Could you output, exactly and with nothing else, every line from the one that contains "Pick out the blue" through the last line of the listing below?

Record excerpts START

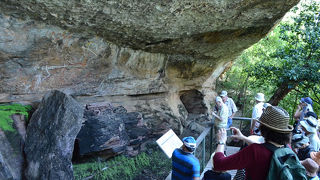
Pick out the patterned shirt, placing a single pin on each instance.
(185, 166)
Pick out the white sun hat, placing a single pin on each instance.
(259, 97)
(223, 93)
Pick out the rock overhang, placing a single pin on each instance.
(202, 29)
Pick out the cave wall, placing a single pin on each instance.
(141, 55)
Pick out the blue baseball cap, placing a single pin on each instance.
(190, 143)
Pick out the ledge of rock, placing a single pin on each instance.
(158, 58)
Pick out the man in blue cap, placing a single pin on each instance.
(185, 166)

Record excerpts END

● **Exercise answer**:
Pick out the blue baseball cap, placing a single pin on each instance.
(190, 143)
Pick out the ledge of rock, placing a single pin on each instance.
(158, 58)
Pick out the man in blue cap, placing a single pin on each instance.
(185, 166)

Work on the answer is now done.